### Task statement
Exact reproduction is required for all entries.
**** Listed records ****
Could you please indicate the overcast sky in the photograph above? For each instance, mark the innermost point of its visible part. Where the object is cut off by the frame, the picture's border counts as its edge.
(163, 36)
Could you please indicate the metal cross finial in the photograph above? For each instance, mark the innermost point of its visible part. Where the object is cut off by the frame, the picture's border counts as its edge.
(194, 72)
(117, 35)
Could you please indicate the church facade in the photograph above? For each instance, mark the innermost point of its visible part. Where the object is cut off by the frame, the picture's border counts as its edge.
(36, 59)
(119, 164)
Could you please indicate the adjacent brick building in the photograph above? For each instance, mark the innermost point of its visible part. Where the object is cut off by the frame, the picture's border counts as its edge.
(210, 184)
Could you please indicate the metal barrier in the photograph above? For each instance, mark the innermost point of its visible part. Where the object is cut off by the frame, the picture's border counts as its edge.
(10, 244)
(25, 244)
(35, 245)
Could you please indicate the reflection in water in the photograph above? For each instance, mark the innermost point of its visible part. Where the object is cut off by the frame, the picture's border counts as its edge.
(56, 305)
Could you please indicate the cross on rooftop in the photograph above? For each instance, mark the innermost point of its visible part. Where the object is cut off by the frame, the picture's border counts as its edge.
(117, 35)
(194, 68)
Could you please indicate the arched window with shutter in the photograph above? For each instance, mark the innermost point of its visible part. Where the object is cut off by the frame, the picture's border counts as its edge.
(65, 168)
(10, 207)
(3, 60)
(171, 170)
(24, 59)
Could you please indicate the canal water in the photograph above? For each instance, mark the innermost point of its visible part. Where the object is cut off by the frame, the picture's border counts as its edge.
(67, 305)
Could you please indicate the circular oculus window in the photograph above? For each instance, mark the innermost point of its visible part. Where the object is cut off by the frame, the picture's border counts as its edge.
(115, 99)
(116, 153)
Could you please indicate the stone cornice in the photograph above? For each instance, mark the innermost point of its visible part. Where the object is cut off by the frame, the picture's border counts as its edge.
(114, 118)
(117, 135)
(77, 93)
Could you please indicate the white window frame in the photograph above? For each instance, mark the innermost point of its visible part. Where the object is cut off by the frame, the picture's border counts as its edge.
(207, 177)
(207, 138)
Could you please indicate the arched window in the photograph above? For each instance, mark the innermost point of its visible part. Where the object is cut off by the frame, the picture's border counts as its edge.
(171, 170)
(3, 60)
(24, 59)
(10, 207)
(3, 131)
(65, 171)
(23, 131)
****
### Completed task
Could you please indicate the overcast sky in the photograph above? For each instance, mark the innermost point of its visible part. Where the object is cut off by the frame, the picture's border counts as its edge.
(163, 36)
Could you please indicate the metal cross finial in the photograph above? For each instance, mark the innermost point of its visible part. Where the object is cut off by the frame, the picture's border counts as its edge.
(194, 72)
(117, 35)
Could you please indicate the church facade in the photograph above? For each instance, mark the innermost point of its visible part. Where the object is cut off by the frame, the picture's border counts as its edge.
(36, 59)
(119, 164)
Could you please indicate the adjacent brick building in the photograph above? For each instance, mark the innermost point of its visible part. Where the object is cut off by the frame, the picture's border counts as its edge.
(210, 184)
Could you please indicate the metal barrier in the photograph above? For each instance, mark the innermost point of its visible part. Where the object is cut off by the frame, the picture's border counts as its edge.
(10, 244)
(25, 244)
(35, 245)
Could you please indicate the reflection in water in the photograph above? For each instance, mark the innermost point of its visible part. Where the object is cut off by the frame, the picture's border counts as its edge.
(56, 305)
Could you please indicate the cross on rooftop in the photograph above? For each instance, mark the innermost point of its visible part. Where the object is cut off by the frame, the picture's border counts as its edge.
(117, 35)
(194, 68)
Could you please indicate the arched window with shutter in the photograph above? For each instance, mark the innermost point of its visible part. Where the object is cut off by the frame, the picture's border counts as its edge.
(65, 168)
(10, 207)
(3, 60)
(171, 170)
(24, 59)
Could you please indicate the canal water in the photograph above? For each instance, mark the innermost point of its visible part. Where the object is cut off by the frame, the picture's border counts as its edge.
(67, 305)
Could you please indicate the circular oculus window in the photograph above? For each instance, mark the innermost point of its visible part. Where the object is cut off by the frame, the picture's border counts as its edge.
(115, 99)
(116, 153)
Could you please indicate the stone cornice in the photograph above? For each instance, mark the innermost point of its visible part. Where the object is cut off by the frame, the picture's border counts as its edge.
(114, 118)
(117, 135)
(77, 93)
Could you please indicate the white window frame in the photograph above? For each instance, mark the innermost point of its visible part. Where the object is cut off by the frame, the picture's border counts as its edge.
(207, 177)
(207, 138)
Could you please indicate the arched window in the photograph above? For each instance, mark the innermost point of its visible part. Where the object is cut off by the frame, the picture's border counts as its edge.
(171, 170)
(3, 60)
(24, 59)
(10, 207)
(3, 131)
(65, 171)
(23, 131)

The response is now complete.